- _Task instructions_
Write down exactly the lines from the one below that has "of the sliding" to the end of the data, both ends included; the pictures should not appear in your copy.

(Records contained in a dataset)
[Start of section]

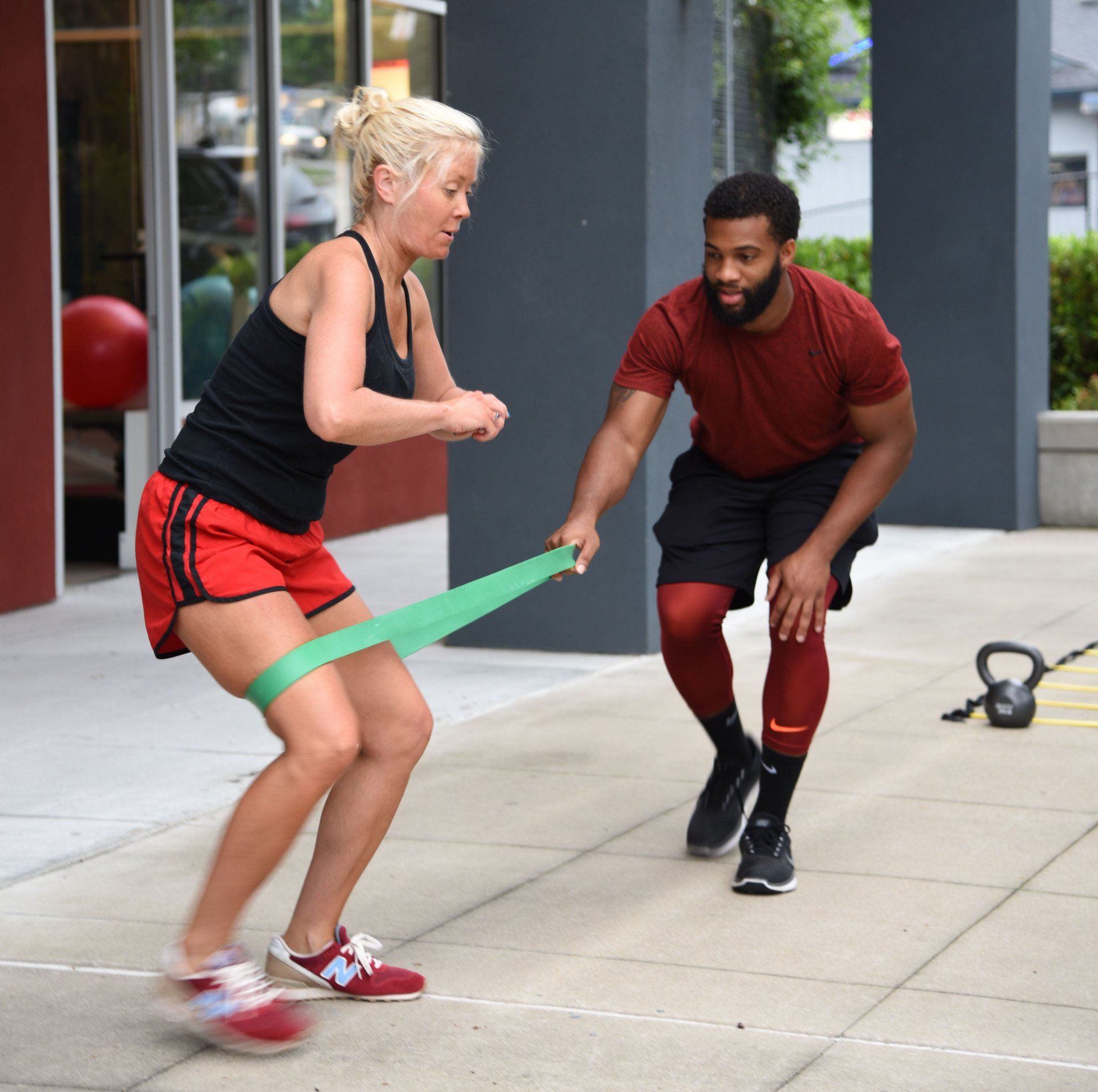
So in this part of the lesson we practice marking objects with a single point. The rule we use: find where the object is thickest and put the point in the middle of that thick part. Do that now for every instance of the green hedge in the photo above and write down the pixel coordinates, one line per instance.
(849, 261)
(1073, 304)
(1073, 320)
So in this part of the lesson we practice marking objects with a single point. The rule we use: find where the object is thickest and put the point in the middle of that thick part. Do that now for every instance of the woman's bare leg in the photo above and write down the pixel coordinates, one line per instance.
(316, 720)
(396, 724)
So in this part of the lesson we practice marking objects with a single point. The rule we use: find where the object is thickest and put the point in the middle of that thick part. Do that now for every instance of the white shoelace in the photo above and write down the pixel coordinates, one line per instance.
(247, 984)
(358, 947)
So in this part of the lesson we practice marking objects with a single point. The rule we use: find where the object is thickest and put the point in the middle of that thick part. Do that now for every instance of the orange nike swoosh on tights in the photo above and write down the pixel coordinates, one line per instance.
(774, 726)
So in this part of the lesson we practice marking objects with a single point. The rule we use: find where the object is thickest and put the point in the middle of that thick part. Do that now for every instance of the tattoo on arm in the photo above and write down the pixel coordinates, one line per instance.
(620, 395)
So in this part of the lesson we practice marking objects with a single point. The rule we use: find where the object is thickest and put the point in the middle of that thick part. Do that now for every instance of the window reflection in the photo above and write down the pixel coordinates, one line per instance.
(102, 265)
(217, 132)
(317, 59)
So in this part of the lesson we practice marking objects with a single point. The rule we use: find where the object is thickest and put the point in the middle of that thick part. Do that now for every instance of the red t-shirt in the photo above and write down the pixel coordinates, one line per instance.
(768, 402)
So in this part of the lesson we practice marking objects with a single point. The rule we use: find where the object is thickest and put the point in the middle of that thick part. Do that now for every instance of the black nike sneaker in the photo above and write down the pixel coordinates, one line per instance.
(718, 820)
(766, 858)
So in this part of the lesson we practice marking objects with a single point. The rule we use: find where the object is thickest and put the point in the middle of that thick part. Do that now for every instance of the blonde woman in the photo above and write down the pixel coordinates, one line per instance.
(340, 353)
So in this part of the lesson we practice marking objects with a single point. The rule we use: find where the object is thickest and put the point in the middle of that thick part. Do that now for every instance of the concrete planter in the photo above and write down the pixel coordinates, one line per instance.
(1068, 445)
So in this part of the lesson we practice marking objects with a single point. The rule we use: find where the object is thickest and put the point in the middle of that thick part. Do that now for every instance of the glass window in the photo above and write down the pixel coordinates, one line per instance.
(102, 265)
(317, 63)
(407, 62)
(1069, 175)
(217, 133)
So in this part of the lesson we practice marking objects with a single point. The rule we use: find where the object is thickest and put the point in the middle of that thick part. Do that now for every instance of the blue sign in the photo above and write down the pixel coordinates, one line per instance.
(839, 58)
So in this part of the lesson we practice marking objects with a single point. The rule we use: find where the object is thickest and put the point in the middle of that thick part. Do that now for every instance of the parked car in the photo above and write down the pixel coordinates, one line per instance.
(218, 206)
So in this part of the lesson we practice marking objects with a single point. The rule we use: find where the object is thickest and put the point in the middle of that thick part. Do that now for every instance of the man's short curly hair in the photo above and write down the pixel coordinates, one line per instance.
(754, 193)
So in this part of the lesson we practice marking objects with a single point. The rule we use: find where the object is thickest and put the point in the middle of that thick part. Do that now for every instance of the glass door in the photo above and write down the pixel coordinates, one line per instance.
(218, 136)
(102, 268)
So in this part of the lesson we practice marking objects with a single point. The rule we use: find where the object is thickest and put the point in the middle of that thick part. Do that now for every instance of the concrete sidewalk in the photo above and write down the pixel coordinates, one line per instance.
(942, 936)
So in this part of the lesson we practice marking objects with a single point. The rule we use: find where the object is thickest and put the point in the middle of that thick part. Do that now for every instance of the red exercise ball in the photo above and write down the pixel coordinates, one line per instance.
(105, 351)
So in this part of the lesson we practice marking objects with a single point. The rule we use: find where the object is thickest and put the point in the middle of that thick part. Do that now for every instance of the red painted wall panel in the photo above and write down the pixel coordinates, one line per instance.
(375, 487)
(27, 380)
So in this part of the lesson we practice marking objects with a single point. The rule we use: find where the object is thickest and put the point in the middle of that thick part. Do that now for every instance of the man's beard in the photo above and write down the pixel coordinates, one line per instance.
(755, 300)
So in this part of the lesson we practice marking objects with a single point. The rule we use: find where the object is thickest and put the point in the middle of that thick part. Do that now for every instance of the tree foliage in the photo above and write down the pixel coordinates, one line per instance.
(793, 74)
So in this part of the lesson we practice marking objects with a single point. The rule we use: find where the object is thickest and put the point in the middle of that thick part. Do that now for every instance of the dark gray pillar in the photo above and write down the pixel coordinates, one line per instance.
(590, 210)
(960, 247)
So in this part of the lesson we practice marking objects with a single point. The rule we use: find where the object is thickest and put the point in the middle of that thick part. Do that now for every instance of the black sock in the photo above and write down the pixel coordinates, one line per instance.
(727, 735)
(777, 781)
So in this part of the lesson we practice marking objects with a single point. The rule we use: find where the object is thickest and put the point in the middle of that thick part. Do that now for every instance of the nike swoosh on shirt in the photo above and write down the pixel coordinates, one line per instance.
(774, 726)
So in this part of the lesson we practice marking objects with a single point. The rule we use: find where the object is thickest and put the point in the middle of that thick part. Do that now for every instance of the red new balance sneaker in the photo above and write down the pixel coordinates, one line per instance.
(231, 1003)
(344, 969)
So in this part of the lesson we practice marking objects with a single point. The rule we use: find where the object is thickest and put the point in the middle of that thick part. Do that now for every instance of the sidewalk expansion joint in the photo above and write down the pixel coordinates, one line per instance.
(579, 1013)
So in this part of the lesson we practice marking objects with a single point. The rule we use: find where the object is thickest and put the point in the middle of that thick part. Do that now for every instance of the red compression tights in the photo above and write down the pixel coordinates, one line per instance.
(698, 660)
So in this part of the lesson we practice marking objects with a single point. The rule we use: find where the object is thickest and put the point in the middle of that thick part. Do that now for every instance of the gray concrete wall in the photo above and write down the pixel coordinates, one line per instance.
(589, 211)
(1069, 468)
(960, 254)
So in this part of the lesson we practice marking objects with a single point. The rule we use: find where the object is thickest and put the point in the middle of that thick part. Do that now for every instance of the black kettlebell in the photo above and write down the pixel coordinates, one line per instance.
(1009, 704)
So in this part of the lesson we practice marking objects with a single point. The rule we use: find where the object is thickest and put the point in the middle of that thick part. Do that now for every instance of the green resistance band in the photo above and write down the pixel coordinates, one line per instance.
(412, 628)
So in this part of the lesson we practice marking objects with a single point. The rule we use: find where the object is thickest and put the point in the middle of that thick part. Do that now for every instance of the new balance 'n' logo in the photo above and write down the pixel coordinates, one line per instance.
(340, 970)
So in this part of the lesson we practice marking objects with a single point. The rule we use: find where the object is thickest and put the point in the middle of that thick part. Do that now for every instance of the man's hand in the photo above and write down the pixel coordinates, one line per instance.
(576, 532)
(797, 593)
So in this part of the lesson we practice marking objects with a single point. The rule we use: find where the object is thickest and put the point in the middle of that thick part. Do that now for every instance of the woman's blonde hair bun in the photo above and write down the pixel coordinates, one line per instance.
(408, 136)
(366, 104)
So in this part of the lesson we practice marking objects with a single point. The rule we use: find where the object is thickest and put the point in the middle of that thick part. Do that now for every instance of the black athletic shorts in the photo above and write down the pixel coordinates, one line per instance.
(719, 529)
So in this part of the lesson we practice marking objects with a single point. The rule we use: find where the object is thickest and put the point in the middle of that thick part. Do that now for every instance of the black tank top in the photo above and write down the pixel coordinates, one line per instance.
(247, 444)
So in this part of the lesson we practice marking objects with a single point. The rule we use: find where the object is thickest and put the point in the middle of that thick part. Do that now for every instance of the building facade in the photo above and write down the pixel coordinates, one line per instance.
(179, 160)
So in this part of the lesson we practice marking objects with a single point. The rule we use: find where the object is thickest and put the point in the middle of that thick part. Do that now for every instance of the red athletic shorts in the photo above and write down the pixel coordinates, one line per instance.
(192, 547)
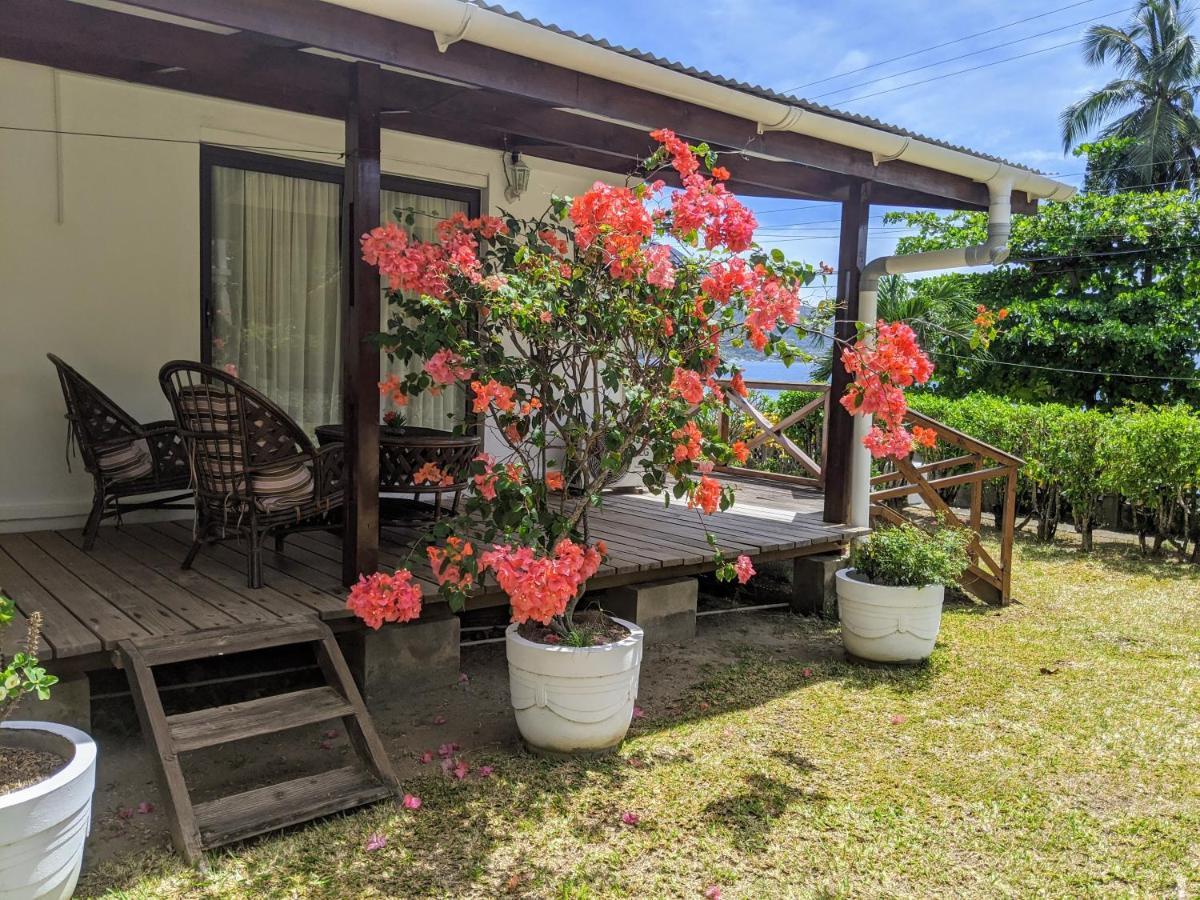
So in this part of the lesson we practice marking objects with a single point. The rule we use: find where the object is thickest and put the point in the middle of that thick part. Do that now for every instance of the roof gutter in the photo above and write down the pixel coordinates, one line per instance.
(453, 21)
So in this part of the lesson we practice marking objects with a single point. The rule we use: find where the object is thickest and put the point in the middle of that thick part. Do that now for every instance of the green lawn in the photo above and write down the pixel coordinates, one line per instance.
(1051, 748)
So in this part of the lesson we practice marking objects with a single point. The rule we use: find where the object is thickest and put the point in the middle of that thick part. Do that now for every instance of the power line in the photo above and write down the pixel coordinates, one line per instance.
(1069, 371)
(960, 71)
(939, 46)
(971, 53)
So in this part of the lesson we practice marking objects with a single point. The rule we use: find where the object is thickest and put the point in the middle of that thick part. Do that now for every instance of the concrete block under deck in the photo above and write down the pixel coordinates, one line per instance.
(666, 610)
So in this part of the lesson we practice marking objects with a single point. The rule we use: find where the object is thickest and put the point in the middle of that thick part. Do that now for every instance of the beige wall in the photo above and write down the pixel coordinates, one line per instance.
(100, 249)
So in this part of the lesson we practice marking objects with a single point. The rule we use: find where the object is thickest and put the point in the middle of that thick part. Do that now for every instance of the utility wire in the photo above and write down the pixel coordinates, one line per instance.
(969, 54)
(939, 46)
(960, 71)
(987, 360)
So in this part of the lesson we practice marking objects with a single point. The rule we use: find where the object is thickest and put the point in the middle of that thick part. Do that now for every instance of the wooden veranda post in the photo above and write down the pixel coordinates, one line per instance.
(856, 210)
(360, 359)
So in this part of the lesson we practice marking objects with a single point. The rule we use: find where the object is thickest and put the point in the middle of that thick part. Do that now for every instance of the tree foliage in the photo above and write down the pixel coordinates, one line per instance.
(1098, 283)
(1150, 107)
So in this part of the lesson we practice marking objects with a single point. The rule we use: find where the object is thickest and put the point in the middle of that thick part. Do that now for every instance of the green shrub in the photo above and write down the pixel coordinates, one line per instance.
(21, 675)
(906, 556)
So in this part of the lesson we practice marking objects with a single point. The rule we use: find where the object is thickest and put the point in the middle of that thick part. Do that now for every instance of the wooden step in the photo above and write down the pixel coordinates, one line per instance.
(265, 715)
(265, 809)
(233, 639)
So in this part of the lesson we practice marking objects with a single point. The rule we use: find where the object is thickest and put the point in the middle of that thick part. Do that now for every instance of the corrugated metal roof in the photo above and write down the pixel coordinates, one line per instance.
(745, 87)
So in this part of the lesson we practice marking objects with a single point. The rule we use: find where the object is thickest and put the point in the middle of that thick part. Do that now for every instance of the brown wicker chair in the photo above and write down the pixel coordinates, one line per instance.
(255, 472)
(125, 457)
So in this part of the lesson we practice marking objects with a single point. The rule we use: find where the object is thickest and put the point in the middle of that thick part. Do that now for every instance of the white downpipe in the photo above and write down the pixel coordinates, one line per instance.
(991, 252)
(451, 21)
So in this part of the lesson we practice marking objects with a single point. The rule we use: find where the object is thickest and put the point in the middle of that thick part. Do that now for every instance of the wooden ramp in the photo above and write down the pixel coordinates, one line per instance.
(197, 827)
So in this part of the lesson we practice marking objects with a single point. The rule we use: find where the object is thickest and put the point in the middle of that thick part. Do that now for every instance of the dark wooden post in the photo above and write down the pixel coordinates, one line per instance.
(856, 210)
(360, 359)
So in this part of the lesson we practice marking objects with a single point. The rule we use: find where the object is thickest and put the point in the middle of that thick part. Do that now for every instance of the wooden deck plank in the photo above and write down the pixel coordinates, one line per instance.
(63, 633)
(108, 623)
(139, 606)
(283, 575)
(161, 557)
(243, 603)
(109, 550)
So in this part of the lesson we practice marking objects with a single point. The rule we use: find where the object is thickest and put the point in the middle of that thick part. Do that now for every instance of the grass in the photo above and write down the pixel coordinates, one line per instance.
(1048, 749)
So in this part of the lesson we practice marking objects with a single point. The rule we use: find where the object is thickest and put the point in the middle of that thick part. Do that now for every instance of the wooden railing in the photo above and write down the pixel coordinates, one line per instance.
(971, 463)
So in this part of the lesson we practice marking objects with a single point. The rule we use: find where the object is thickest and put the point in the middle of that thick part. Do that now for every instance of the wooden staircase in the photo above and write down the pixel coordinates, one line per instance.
(197, 827)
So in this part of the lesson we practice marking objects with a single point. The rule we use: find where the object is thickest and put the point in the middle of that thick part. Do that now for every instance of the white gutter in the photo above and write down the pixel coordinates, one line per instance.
(991, 252)
(453, 21)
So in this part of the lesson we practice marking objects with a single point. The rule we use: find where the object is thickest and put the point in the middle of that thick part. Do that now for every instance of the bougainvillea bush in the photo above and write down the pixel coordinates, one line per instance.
(588, 342)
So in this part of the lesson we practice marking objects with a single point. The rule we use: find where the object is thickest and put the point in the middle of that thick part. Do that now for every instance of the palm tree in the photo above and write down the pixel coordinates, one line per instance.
(939, 309)
(1149, 112)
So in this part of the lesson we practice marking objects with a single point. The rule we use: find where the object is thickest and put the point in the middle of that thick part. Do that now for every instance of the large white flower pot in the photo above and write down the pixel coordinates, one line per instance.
(888, 624)
(573, 700)
(43, 827)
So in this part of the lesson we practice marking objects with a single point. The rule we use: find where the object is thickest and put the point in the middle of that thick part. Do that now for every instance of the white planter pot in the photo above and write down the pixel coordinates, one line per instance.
(888, 624)
(43, 827)
(574, 699)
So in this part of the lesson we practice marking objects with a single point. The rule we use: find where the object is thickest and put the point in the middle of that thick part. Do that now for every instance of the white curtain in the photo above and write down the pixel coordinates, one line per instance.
(276, 292)
(276, 285)
(426, 411)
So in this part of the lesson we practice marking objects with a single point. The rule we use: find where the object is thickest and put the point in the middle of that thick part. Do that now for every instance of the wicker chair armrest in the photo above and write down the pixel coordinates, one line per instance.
(329, 463)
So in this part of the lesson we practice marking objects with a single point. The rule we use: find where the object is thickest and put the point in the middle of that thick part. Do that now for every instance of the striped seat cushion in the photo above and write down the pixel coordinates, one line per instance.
(127, 462)
(283, 487)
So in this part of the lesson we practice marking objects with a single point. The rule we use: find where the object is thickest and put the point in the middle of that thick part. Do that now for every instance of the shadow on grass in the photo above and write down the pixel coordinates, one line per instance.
(749, 815)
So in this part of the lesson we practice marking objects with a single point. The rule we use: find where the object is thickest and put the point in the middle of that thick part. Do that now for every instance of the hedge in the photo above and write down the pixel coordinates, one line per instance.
(1137, 466)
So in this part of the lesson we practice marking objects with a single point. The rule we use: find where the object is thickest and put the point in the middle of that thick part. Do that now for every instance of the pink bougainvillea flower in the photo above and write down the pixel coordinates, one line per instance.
(744, 569)
(377, 841)
(445, 367)
(382, 598)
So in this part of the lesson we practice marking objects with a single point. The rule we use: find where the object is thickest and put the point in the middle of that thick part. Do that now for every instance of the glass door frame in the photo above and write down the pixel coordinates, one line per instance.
(215, 156)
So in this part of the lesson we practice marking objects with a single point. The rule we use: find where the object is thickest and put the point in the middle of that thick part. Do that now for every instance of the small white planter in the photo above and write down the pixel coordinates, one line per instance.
(43, 827)
(888, 624)
(573, 700)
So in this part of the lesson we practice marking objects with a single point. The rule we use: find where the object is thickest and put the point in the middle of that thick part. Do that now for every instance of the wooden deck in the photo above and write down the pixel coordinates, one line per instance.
(131, 585)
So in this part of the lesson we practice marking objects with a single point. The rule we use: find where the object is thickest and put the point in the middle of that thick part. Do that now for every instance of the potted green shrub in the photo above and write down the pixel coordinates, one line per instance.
(889, 600)
(47, 778)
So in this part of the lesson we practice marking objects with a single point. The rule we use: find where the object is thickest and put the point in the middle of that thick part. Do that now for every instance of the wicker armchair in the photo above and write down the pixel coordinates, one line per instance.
(255, 472)
(125, 457)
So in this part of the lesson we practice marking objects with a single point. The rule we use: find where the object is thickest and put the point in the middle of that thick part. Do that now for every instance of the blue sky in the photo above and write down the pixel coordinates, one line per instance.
(1009, 109)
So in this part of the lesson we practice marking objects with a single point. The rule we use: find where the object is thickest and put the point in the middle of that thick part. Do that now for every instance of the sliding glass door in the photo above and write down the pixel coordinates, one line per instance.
(273, 289)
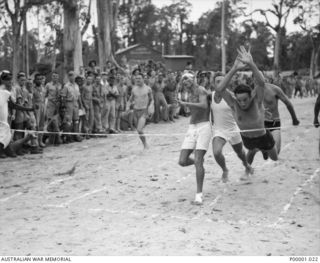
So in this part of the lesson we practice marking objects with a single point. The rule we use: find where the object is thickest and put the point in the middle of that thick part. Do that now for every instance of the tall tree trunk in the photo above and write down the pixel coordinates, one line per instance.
(72, 43)
(15, 48)
(104, 32)
(316, 60)
(276, 64)
(312, 63)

[End of section]

- _Task answer_
So in this part of the lesson we practice marking objects with a single point. The rule we use: find where the object is thickest and put the point in the middle of that thick part. Do that now for every instance of the sliding glass door in the photo above and write down the pixel coordinates, one line per instance.
(273, 289)
So in this part of the lesson we practice marking objects with a single point. The rule we use: find where the object is thickest and put the point in the middle of that thick part. Do that now for every instance of the tall tree trunk in the photo above and write down the pixel coordinates, one line per instance.
(72, 43)
(15, 48)
(104, 32)
(316, 60)
(276, 64)
(312, 63)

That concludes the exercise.